- EXCERPT:
# Local Outlier Factor Outlier Detection Hello World

An example application of Local Outlier Factor (LOF) Outlier Detection.

LOF is an **unsupervised** algorithm: you only need to define the number of neighbors **(K)**, then the algorithm will try to find clusters internally. Then, when you give a new point to the model, it gives you a score describing the liklihood that the point is a outlier.

The output score depends on the "clearness" of the data. For example, if the data is very organized and clean, a LOF of 1.03 can still be an outlier. In contrast, if the data is messy (i.e. the boundaries of clusters are not clear), a LOF of 1.1 can still be an inliner. But anyways, the rule of thumb is, the larger of the LOF, the more chance that it is an outlier.

**Reference:**
- https://scikit-learn.org/stable/auto_examples/neighbors/plot_lof_outlier_detection.html
- https://cat.chriz.hk/2020/11/knndbscan-lof.html


In [1]:
## Inliner Generation
import numpy as np

# Generate 2D array of random variables ([100][2]) and factor them by 0.3
X_inliers = 0.3 * np.random.randn(100, 2)

# Generate two groups of clusters, one with value rand+2, one with rand-2
X_inliers = np.r_[X_inliers + 2, X_inliers - 2]


In [2]:
## Outlier Generation

# Generate 2D array of outliers ([20][2]) spreading uniformly from (-4,-4) to (4,4):
X_outliers = np.random.uniform(low=-4, high=4, size=(20, 2))

- DATA SECTION:

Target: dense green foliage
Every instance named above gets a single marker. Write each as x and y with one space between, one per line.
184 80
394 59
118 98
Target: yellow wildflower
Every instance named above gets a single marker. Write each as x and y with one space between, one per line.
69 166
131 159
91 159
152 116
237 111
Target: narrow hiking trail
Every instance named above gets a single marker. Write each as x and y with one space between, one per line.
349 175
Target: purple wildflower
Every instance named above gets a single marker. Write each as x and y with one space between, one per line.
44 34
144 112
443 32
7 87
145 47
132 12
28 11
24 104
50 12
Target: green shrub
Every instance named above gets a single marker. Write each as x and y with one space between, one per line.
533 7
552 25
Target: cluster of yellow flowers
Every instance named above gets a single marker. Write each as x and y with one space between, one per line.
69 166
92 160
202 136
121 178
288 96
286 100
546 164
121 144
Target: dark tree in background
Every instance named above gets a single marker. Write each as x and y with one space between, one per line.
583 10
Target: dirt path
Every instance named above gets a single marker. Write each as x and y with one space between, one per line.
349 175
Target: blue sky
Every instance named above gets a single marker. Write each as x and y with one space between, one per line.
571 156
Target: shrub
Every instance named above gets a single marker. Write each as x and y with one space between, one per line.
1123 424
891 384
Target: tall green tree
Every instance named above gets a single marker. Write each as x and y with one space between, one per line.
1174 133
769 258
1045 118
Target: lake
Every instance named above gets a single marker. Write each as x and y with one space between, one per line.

- REQUIRED TASK: Resume the Local Outlier Factor example after its last sentence. The lines above are not needed for this work.

- RESULT OF THE EXERCISE:
In [3]:
## Data Concatenation

# Concatenate two arrays (i.e. [120][2])
X = np.r_[X_inliers, X_outliers]

# Generate labels (inliner = 1 / outliers = -1)
n_outliers = len(X_outliers)
ground_truth = np.ones(len(X), dtype=int)
ground_truth[-n_outliers:] = -1


In [4]:
## Model Execution

# Import LOF from neighbors model
from sklearn.neighbors import LocalOutlierFactor

# Create LOF
lof = LocalOutlierFactor(n_neighbors=20, contamination=0.2) # K=20, contamination=percentage of outliers (20/120)

# Fit and find the outliners in the data using the model
y_pred = lof.fit_predict(X)


In [5]:
## Accuracy Evaluation
n_errors = (y_pred != ground_truth).sum()
print("Prediction errors: %d" % (n_errors))
print("Accuracy: %f" % (1-(n_errors/len(X))))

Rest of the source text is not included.